# [DOCUMENT EXCERPT]
==============================

Chromatin and DNA methylation dynamics during retinoic acid-induced RET gene transcriptional activation in neuroblastoma cells

Abstract

Although it is well known that RET gene is strongly activated by retinoic acid (RA) in neuroblastoma cells, the mechanisms underlying such activation are still poorly understood. Here we show that a complex series of molecular events, that include modifications of both chromatin and DNA methylation state, accompany RA-mediated RET activation. Our results indicate that the primary epigenetic determinants of RA-induced RET activation differ between enhancer and promoter regions. At promoter region, the main mark of RET activation was the increase of H3K4me3 levels while no significant changes of the methylation state of H3K27 and H3K9 were observed. At RET enhancer region a bipartite chromatin domain was detected in unstimulated cells and a prompt demethylation of H3K27me3 marked RET gene activation upon RA exposure. Moreover, ChIP experiments demonstrated that EZH2 and MeCP2 repressor complexes were associated to the heavily methylated enhancer region in the absence of RA while both complexes were displaced during RA stimulation. Finally, our data show that a demethylation of a specific CpG site at the enhancer region could favor the displacement of MeCP2 from the heavily methylated RET enhancer region providing a novel potential mechanism for transcriptional regulation of methylated RA-regulated loci.

==============================

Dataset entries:
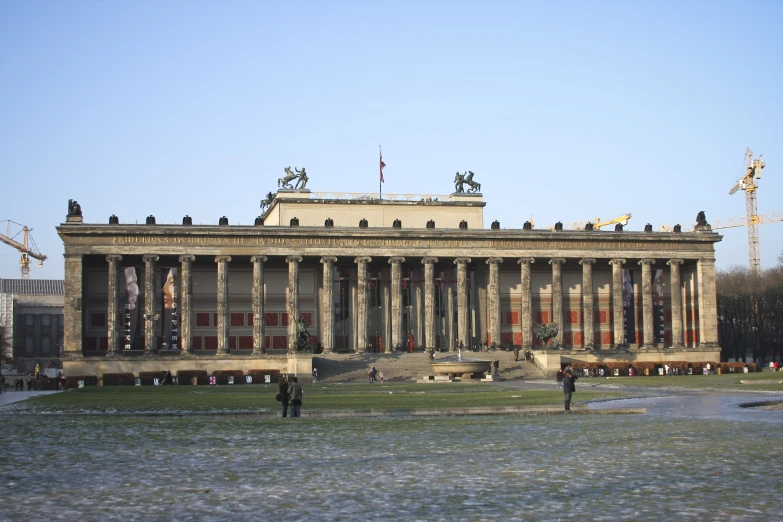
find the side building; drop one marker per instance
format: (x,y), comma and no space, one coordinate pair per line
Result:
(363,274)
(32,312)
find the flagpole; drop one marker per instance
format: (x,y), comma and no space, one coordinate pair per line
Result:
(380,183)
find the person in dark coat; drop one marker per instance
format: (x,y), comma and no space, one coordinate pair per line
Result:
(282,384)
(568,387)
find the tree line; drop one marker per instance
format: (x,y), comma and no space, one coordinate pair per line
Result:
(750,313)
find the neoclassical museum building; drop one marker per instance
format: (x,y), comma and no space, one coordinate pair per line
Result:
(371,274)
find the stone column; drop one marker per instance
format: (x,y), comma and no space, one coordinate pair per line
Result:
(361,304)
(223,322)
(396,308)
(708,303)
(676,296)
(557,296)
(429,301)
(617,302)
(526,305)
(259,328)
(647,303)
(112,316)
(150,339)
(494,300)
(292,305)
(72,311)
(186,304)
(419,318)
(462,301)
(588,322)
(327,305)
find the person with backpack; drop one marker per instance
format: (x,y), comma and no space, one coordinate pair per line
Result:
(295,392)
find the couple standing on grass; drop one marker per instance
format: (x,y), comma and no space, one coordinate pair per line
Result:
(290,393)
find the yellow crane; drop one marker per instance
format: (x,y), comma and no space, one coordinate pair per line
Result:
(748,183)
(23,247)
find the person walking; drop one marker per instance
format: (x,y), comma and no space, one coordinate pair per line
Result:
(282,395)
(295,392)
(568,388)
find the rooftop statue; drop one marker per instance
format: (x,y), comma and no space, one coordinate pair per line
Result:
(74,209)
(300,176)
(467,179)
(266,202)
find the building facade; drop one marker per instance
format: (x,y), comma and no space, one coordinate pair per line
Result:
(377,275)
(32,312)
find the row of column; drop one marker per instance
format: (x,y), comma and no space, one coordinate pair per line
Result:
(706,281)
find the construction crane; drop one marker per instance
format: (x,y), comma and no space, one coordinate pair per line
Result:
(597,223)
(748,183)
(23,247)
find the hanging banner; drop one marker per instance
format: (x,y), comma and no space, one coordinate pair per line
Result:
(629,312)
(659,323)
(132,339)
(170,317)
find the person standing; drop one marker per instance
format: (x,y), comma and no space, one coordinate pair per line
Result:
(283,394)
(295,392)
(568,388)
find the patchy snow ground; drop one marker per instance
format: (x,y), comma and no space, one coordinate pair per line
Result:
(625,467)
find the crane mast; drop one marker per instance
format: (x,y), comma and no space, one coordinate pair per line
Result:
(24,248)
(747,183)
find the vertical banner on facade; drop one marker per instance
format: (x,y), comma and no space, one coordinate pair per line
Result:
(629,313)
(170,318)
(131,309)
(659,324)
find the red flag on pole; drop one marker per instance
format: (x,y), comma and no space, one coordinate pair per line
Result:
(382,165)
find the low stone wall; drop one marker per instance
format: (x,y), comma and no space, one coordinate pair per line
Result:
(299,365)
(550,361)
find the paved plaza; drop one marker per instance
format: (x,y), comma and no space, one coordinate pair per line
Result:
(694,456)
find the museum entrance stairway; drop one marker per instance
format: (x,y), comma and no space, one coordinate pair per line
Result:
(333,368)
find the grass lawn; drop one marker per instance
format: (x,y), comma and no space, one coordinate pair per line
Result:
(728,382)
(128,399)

==============================

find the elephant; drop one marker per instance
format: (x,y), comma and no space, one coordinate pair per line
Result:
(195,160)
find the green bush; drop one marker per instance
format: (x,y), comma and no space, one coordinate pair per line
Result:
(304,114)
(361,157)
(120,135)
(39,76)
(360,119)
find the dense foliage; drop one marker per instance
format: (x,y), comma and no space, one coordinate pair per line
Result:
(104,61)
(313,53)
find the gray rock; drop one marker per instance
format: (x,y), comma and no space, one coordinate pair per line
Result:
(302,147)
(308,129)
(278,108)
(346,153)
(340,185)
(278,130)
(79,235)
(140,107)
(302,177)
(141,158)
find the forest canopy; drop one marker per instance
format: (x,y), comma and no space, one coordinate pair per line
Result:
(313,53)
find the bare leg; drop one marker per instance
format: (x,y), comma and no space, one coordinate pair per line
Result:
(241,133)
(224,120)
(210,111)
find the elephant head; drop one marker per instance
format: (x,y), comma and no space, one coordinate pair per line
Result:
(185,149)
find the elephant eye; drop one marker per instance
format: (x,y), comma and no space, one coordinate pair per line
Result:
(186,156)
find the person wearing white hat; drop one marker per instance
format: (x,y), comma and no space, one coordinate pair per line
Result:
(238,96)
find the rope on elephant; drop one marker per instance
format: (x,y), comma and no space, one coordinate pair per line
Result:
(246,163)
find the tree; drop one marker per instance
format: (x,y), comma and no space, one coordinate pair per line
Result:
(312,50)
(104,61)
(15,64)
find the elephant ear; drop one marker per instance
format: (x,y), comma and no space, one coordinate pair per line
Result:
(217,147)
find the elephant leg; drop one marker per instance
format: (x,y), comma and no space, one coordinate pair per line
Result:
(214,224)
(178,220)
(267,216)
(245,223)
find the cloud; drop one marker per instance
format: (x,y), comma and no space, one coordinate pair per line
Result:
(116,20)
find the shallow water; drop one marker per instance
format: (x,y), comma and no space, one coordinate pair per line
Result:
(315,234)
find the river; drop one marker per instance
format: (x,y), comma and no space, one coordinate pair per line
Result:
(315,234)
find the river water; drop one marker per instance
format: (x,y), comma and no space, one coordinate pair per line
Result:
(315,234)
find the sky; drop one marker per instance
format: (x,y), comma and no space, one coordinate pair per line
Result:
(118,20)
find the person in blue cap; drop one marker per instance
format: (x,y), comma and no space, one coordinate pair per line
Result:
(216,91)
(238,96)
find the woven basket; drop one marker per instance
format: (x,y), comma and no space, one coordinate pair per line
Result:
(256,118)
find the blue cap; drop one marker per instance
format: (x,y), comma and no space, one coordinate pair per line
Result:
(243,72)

==============================

# [ACTIONS TO TAKE]
- a) In the abstract on retinoic acid-induced RET gene activation, what was the main mark of RET activation at the promoter region?
- b) Write the next part of the paper on retinoic acid-induced RET gene activation in neuroblastoma cells, starting after the final sentence of its abstract.

# [RESPONSES PER TASK]
- a) The increase of H3K4me3 levels.

- b)
Figure 1.

RARα association to RET gene regulatory regions. (A) Bioinformatical analysis. In the aim to find putative RARE we performed the analysis on both forward and reverse strand of the genomic region located between −5000 to +5000 nt positions with respect of RET trascriptional start site. We searched for all 5′-PuG[G/T]TCA-3′ motifs (half-sites) and considered only exact directly repeated half-sites separated by up to 150 nt as potential RARE sites. With these criteria only one putative RARE was identified on the forward strand, at position from −3178 to −3046, as indicated in the figure. E, Enhancer region; I, intervening sequences; P, Promoter region. (B) SK-N-BE cells were treated for 1 or 12 h with 10 µM RA or were left untreated (Time 0). ChIP experiments were performed with anti-RARα antibodies or with IgG (as negative control) and with region-specific primers (EQF and EQR for enhancer; IQF and IQR for IS; PQF and PQR for promoter). Primers to RAREs of human RARB and primers to exon 2 of the same gene were used as positive and negative controls, respectively. RARα levels at RARB RARE was about 30 times the level of association detected at RARB exon 2 (data not shown). Each experiment was repeated at least three times, and the quantitative PCR analyses were performed in triplicate. The data are presented as percentages of input DNA (mean ± SE).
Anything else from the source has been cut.